--- begin Record extracts ---

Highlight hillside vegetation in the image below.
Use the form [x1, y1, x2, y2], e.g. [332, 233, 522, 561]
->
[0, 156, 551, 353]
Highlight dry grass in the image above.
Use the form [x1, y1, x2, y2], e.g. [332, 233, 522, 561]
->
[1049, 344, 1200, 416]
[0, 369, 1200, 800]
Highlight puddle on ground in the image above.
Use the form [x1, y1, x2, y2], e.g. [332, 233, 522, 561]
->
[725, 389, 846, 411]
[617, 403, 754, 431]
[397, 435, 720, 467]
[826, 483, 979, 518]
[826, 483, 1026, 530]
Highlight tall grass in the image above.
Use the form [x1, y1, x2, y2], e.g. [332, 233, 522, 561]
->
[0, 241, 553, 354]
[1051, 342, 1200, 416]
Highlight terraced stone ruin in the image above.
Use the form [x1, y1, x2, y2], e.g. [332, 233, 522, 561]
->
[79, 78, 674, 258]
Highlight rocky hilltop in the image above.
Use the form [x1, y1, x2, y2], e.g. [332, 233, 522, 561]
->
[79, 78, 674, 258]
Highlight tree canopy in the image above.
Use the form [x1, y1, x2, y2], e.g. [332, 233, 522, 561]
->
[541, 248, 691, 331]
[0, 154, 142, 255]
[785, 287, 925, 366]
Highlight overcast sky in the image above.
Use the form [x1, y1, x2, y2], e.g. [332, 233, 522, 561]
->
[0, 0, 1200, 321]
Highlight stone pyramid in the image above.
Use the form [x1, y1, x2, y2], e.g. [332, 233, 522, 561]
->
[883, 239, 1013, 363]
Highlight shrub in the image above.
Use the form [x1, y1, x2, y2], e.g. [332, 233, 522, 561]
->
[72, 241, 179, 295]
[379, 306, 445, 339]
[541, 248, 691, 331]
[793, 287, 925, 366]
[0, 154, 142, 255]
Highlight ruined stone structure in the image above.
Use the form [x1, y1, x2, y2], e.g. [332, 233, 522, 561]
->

--- end Record extracts ---

• Short task: Reproduce the data word for word, from its first line through the line containing "[0, 369, 1200, 800]".

• Reply to the task:
Highlight hillside vegetation in the image below.
Use the form [x1, y1, x2, y2], e.g. [332, 233, 522, 561]
->
[0, 156, 551, 353]
Highlight dry grass in the image above.
Use the form [x1, y1, x2, y2], e.g. [332, 233, 522, 561]
->
[1049, 344, 1200, 416]
[0, 369, 1200, 800]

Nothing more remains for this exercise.